Quote all of the lines below verbatim, without changing a single character.

---- Records for processing

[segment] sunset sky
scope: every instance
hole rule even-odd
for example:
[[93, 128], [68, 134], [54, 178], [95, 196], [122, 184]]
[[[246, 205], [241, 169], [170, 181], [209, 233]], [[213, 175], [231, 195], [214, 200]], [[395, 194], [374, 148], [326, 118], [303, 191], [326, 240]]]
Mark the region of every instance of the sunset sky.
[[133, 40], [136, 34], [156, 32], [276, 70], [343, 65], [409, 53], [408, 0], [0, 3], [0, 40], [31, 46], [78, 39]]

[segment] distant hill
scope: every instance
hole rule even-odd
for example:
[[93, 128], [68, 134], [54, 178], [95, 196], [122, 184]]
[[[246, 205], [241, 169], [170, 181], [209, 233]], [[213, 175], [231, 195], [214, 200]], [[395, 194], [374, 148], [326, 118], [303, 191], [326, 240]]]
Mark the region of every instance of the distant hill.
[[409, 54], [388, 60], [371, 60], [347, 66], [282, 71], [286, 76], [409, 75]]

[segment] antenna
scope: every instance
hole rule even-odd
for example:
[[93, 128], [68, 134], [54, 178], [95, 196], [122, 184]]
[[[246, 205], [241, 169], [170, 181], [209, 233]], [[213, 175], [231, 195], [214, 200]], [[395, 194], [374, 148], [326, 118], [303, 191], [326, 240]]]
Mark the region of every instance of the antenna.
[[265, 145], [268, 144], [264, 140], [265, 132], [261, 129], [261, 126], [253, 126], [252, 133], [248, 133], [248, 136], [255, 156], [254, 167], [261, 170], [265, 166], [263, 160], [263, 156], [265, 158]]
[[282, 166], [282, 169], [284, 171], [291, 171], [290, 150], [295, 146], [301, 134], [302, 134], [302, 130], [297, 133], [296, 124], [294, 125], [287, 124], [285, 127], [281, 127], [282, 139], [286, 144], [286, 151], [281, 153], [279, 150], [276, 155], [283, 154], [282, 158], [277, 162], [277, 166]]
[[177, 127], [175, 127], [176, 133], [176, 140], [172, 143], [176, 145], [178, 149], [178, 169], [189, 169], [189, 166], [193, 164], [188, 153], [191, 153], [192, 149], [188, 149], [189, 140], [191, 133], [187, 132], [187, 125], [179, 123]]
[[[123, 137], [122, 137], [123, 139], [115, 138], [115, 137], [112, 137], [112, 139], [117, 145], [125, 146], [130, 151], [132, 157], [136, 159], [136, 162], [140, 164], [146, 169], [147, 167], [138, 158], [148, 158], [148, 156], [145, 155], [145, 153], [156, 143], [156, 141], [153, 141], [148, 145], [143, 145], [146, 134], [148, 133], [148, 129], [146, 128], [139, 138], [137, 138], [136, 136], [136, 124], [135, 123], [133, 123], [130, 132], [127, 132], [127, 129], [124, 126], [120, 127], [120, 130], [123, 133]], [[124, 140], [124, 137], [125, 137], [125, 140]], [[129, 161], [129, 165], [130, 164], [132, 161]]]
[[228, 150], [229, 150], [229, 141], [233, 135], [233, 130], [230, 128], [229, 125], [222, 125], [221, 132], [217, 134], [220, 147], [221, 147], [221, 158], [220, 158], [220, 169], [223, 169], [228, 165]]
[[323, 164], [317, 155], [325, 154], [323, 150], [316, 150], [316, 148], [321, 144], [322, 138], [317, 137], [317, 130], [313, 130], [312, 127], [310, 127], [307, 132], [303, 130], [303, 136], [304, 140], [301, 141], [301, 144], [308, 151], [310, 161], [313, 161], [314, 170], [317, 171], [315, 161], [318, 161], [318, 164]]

--------

# Answer to this exercise
[segment] sunset sky
scope: every instance
hole rule even-odd
for example:
[[93, 128], [68, 134], [54, 178], [95, 196], [122, 184]]
[[[246, 205], [241, 169], [170, 181], [209, 233]], [[213, 175], [231, 195], [214, 200]], [[395, 194], [374, 148], [326, 118], [303, 191], [326, 240]]]
Mark the region of every instance of the sunset sky.
[[133, 40], [136, 34], [156, 32], [276, 70], [343, 65], [409, 53], [408, 0], [0, 3], [0, 40], [31, 46], [78, 39]]

[segment] distant hill
scope: every instance
hole rule even-odd
for example:
[[93, 128], [68, 134], [54, 178], [95, 196], [122, 184]]
[[[246, 205], [241, 169], [170, 181], [209, 233]], [[213, 175], [231, 195], [214, 200]], [[395, 194], [374, 148], [326, 118], [303, 191], [326, 240]]]
Mark the region of every instance of the distant hill.
[[409, 54], [388, 60], [371, 60], [347, 66], [282, 71], [286, 76], [409, 75]]

[segment] antenna
scope: every instance
hole rule even-odd
for example:
[[93, 128], [68, 134], [54, 178], [95, 196], [122, 184]]
[[[246, 205], [241, 169], [170, 181], [209, 233]], [[213, 175], [231, 195], [214, 200]], [[395, 194], [374, 148], [326, 118], [303, 191], [326, 240]]]
Mark the region of every instance of the antenna.
[[265, 145], [268, 144], [264, 140], [265, 132], [261, 129], [261, 126], [253, 126], [252, 133], [248, 133], [248, 136], [255, 156], [254, 167], [261, 170], [265, 166], [263, 160], [263, 156], [265, 158]]
[[282, 166], [282, 169], [284, 171], [291, 171], [290, 150], [295, 146], [301, 134], [302, 134], [302, 130], [297, 133], [296, 124], [294, 125], [287, 124], [285, 127], [281, 127], [282, 139], [286, 144], [286, 151], [281, 153], [279, 150], [276, 155], [283, 154], [282, 158], [277, 162], [277, 166]]
[[177, 127], [175, 127], [176, 133], [176, 140], [172, 143], [176, 145], [178, 149], [178, 169], [189, 169], [189, 166], [193, 164], [188, 153], [191, 153], [192, 149], [188, 149], [189, 140], [191, 133], [187, 132], [187, 125], [179, 123]]
[[[123, 137], [122, 137], [123, 139], [115, 138], [115, 137], [112, 137], [112, 139], [117, 145], [125, 146], [130, 151], [132, 157], [136, 159], [136, 162], [140, 164], [146, 169], [147, 167], [138, 158], [148, 158], [148, 156], [145, 155], [145, 153], [156, 143], [156, 141], [153, 141], [148, 145], [143, 145], [146, 134], [148, 133], [148, 129], [146, 128], [139, 138], [137, 138], [136, 136], [136, 124], [135, 123], [133, 123], [130, 132], [127, 132], [127, 129], [124, 126], [120, 127], [120, 130], [123, 133]], [[124, 140], [124, 137], [125, 137], [125, 140]], [[129, 161], [129, 165], [130, 164], [132, 161]]]
[[228, 150], [229, 150], [229, 141], [233, 135], [233, 130], [230, 128], [229, 125], [222, 125], [221, 132], [217, 134], [220, 147], [221, 147], [221, 158], [220, 158], [220, 169], [223, 169], [228, 165]]
[[323, 164], [317, 155], [325, 154], [323, 150], [316, 150], [316, 148], [321, 144], [322, 138], [317, 137], [317, 130], [313, 130], [312, 127], [310, 127], [307, 132], [303, 130], [303, 136], [304, 140], [301, 141], [301, 144], [308, 151], [310, 161], [313, 161], [314, 170], [317, 171], [315, 161], [318, 161], [318, 164]]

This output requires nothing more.